**GOAL**: All of the material below is to be returned exactly.

## START

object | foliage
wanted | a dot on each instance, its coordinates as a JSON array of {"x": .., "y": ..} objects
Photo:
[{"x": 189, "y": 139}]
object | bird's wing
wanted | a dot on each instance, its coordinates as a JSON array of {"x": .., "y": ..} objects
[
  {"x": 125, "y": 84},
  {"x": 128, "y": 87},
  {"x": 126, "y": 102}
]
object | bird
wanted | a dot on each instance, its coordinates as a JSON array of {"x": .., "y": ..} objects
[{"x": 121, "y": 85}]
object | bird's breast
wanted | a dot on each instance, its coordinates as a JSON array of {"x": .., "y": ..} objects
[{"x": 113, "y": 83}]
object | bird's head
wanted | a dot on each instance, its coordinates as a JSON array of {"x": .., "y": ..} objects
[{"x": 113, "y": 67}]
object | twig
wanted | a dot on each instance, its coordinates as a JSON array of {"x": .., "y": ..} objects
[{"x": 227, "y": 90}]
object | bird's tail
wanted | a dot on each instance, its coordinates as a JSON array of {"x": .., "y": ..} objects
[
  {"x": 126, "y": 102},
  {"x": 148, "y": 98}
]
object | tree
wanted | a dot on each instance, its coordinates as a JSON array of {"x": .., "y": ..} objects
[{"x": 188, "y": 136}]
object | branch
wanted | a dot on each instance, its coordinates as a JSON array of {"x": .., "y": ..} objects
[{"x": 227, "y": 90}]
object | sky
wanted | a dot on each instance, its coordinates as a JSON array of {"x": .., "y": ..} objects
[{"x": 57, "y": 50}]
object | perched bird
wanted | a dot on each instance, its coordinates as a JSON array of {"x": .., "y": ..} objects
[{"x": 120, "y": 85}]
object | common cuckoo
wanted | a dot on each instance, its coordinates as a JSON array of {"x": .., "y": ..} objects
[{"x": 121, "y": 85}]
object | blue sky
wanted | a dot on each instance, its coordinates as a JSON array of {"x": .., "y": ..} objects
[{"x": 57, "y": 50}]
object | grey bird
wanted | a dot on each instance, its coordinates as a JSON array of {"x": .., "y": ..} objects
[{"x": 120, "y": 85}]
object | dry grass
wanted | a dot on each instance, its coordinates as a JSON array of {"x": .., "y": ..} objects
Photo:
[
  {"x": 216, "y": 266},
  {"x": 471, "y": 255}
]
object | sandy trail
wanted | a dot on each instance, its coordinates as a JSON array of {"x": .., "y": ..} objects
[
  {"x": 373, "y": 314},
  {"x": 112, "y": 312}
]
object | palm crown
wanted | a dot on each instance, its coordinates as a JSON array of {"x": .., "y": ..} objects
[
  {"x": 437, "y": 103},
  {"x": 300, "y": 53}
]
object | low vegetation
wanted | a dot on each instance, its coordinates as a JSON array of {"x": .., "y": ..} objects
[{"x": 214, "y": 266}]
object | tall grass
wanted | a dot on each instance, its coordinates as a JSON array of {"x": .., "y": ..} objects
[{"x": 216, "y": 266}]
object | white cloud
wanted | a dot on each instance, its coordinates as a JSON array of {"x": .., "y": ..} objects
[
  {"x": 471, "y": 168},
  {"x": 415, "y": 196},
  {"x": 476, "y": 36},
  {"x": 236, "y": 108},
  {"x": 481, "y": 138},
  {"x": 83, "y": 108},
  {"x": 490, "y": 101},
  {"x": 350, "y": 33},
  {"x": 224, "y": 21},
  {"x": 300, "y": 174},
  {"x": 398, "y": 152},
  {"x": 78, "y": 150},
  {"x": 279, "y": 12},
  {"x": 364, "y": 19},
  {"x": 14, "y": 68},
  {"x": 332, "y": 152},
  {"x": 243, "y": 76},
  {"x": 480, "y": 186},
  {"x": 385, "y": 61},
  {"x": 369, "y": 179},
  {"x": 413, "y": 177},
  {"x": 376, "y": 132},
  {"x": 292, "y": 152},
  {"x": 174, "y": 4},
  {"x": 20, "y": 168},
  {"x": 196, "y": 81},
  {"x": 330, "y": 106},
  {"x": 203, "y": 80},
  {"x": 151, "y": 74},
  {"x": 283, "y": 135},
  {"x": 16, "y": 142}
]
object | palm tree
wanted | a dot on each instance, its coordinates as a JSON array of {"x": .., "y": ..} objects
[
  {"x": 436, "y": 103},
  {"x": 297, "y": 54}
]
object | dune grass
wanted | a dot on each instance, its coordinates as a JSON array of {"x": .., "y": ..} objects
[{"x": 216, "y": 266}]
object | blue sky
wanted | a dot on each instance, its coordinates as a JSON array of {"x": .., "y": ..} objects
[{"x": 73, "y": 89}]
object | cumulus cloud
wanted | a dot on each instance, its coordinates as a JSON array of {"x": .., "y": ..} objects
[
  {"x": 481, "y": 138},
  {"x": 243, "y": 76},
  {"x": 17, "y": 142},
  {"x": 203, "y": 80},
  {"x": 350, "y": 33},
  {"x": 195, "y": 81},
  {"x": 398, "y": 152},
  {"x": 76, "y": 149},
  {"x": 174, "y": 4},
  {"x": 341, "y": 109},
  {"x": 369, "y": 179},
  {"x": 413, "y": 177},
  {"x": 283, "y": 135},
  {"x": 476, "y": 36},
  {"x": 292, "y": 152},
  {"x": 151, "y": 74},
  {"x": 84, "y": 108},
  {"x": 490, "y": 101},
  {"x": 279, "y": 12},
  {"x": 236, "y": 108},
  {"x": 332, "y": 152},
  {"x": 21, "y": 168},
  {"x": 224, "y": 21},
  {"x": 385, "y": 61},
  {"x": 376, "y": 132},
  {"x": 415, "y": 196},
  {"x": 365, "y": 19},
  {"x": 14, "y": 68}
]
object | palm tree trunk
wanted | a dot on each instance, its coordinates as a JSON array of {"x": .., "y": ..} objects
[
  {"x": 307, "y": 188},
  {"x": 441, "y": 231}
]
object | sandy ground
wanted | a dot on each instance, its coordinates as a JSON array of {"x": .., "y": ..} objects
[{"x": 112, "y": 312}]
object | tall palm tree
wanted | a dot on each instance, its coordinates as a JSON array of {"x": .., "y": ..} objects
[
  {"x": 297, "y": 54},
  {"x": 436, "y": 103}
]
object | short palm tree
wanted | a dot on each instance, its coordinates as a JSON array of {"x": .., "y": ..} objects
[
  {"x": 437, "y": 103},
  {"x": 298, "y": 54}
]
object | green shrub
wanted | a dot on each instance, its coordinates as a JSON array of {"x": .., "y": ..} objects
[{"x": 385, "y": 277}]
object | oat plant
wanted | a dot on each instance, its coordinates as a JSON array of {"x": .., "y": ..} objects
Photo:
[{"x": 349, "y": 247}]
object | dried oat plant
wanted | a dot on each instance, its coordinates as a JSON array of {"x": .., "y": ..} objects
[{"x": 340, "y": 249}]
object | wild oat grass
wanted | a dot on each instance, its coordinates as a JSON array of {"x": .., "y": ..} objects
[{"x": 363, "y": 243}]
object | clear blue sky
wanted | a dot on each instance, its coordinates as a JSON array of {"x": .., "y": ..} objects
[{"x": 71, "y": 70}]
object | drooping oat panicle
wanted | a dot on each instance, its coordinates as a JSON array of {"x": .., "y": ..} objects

## END

**IN RESPONSE**:
object | foliage
wanted | a dot on each instance, its coordinates as a JSON array of {"x": .., "y": ..} objects
Photo:
[{"x": 189, "y": 139}]
object | bird's wing
wanted | a dot on each instance, its coordinates as a JSON array of {"x": .., "y": ..} objects
[
  {"x": 125, "y": 84},
  {"x": 128, "y": 87},
  {"x": 126, "y": 102}
]
object | bird
wanted | a dot on each instance, its coordinates as a JSON array of {"x": .., "y": ..} objects
[{"x": 121, "y": 85}]
object | bird's breast
wanted | a dot on each instance, its coordinates as a JSON array of {"x": .., "y": ..} objects
[{"x": 113, "y": 83}]
object | bird's head
wanted | a dot on each instance, its coordinates as a JSON array of {"x": .., "y": ..} objects
[{"x": 113, "y": 67}]
object | twig
wanted | a dot on each instance, its coordinates as a JSON array of {"x": .., "y": ..} objects
[{"x": 227, "y": 90}]
object | bird's tail
wanted | a dot on each instance, its coordinates as a JSON array of {"x": .., "y": ..} objects
[
  {"x": 126, "y": 102},
  {"x": 148, "y": 98}
]
object | tree
wanted | a dot on each instance, its coordinates as a JSON array of {"x": .., "y": ..} objects
[{"x": 188, "y": 136}]
object | branch
wanted | a dot on each instance, its coordinates as a JSON array of {"x": .., "y": ..} objects
[{"x": 227, "y": 90}]
object | sky
wanted | a dot on each instance, its coordinates as a JSON array of {"x": .., "y": ..} objects
[{"x": 57, "y": 50}]
object | perched bird
wanted | a dot on each instance, its coordinates as a JSON array of {"x": .., "y": ..} objects
[{"x": 120, "y": 85}]
object | common cuckoo
wanted | a dot on each instance, its coordinates as a JSON array of {"x": .., "y": ..} objects
[{"x": 121, "y": 85}]
object | blue sky
wanted | a dot on each instance, its coordinates as a JSON array of {"x": .., "y": ..} objects
[{"x": 57, "y": 50}]
object | grey bird
wanted | a dot on each instance, its coordinates as a JSON array of {"x": .., "y": ..} objects
[{"x": 120, "y": 85}]
object | dry grass
wanted | a dot on each instance, its coordinates as a JSON array of {"x": .., "y": ..} objects
Photo:
[
  {"x": 216, "y": 266},
  {"x": 471, "y": 255}
]
object | sandy trail
wanted | a dot on each instance, its coordinates as a JSON array of {"x": .., "y": ..} objects
[
  {"x": 373, "y": 314},
  {"x": 112, "y": 312}
]
object | palm crown
wanted | a dot on each instance, its coordinates as a JSON array of {"x": .., "y": ..} objects
[
  {"x": 437, "y": 103},
  {"x": 300, "y": 53}
]
object | low vegetation
wanted | a dot on each instance, its coordinates as a JSON array of {"x": .., "y": ..} objects
[{"x": 214, "y": 266}]
object | tall grass
wanted | a dot on each instance, its coordinates as a JSON array of {"x": .., "y": ..} objects
[{"x": 216, "y": 266}]
object | white cloud
wanted | a dot on each instance, its coordinates as a JSON array of {"x": .., "y": ..} objects
[
  {"x": 471, "y": 168},
  {"x": 415, "y": 196},
  {"x": 476, "y": 36},
  {"x": 236, "y": 108},
  {"x": 481, "y": 138},
  {"x": 83, "y": 108},
  {"x": 490, "y": 101},
  {"x": 350, "y": 33},
  {"x": 224, "y": 21},
  {"x": 300, "y": 174},
  {"x": 398, "y": 152},
  {"x": 78, "y": 150},
  {"x": 279, "y": 12},
  {"x": 364, "y": 19},
  {"x": 14, "y": 68},
  {"x": 332, "y": 152},
  {"x": 243, "y": 76},
  {"x": 480, "y": 186},
  {"x": 385, "y": 61},
  {"x": 369, "y": 179},
  {"x": 413, "y": 177},
  {"x": 376, "y": 132},
  {"x": 292, "y": 152},
  {"x": 174, "y": 4},
  {"x": 20, "y": 168},
  {"x": 196, "y": 81},
  {"x": 330, "y": 106},
  {"x": 203, "y": 80},
  {"x": 151, "y": 74},
  {"x": 283, "y": 135},
  {"x": 16, "y": 142}
]
object | palm tree
wanted | a dot on each instance, its coordinates as a JSON array of {"x": .., "y": ..} objects
[
  {"x": 436, "y": 103},
  {"x": 297, "y": 54}
]
object | dune grass
wanted | a dot on each instance, its coordinates as a JSON array of {"x": .., "y": ..} objects
[{"x": 216, "y": 266}]
object | blue sky
wanted | a dot on each instance, its coordinates as a JSON array of {"x": .., "y": ..} objects
[{"x": 73, "y": 89}]
object | cumulus cloud
wanted | a dot on each instance, its coordinates as a JSON array of {"x": .., "y": ..} objects
[
  {"x": 481, "y": 138},
  {"x": 243, "y": 76},
  {"x": 17, "y": 142},
  {"x": 203, "y": 80},
  {"x": 350, "y": 33},
  {"x": 195, "y": 81},
  {"x": 398, "y": 152},
  {"x": 76, "y": 149},
  {"x": 174, "y": 4},
  {"x": 341, "y": 109},
  {"x": 369, "y": 179},
  {"x": 413, "y": 177},
  {"x": 283, "y": 135},
  {"x": 476, "y": 36},
  {"x": 292, "y": 152},
  {"x": 151, "y": 74},
  {"x": 84, "y": 108},
  {"x": 490, "y": 101},
  {"x": 279, "y": 12},
  {"x": 236, "y": 108},
  {"x": 332, "y": 152},
  {"x": 21, "y": 168},
  {"x": 224, "y": 21},
  {"x": 385, "y": 61},
  {"x": 376, "y": 132},
  {"x": 415, "y": 196},
  {"x": 365, "y": 19},
  {"x": 14, "y": 68}
]
object | palm tree trunk
wanted | a dot on each instance, its coordinates as a JSON array of {"x": .., "y": ..} objects
[
  {"x": 307, "y": 188},
  {"x": 441, "y": 231}
]
object | sandy ground
wanted | a dot on each instance, its coordinates as a JSON array of {"x": .., "y": ..} objects
[{"x": 112, "y": 312}]
object | tall palm tree
wanted | a dot on each instance, its coordinates as a JSON array of {"x": .., "y": ..} objects
[
  {"x": 297, "y": 54},
  {"x": 436, "y": 103}
]
object | short palm tree
wanted | a dot on each instance, its coordinates as a JSON array of {"x": .., "y": ..} objects
[
  {"x": 437, "y": 103},
  {"x": 298, "y": 54}
]
object | green shrub
wanted | a dot on each instance, its coordinates as a JSON array of {"x": .., "y": ..} objects
[{"x": 385, "y": 277}]
object | oat plant
wanted | a dot on each instance, its coordinates as a JSON array of {"x": .., "y": ..} objects
Photo:
[{"x": 349, "y": 247}]
object | dried oat plant
wanted | a dot on each instance, its coordinates as a JSON array of {"x": .., "y": ..} objects
[{"x": 340, "y": 249}]
object | wild oat grass
wanted | a dot on each instance, its coordinates as a JSON array of {"x": .., "y": ..} objects
[{"x": 363, "y": 243}]
object | clear blue sky
wanted | a dot on each instance, its coordinates as a JSON array of {"x": .., "y": ..} objects
[{"x": 71, "y": 70}]
object | drooping oat panicle
wanted | a dot on each instance, its coordinates as a JSON array of {"x": .., "y": ..} objects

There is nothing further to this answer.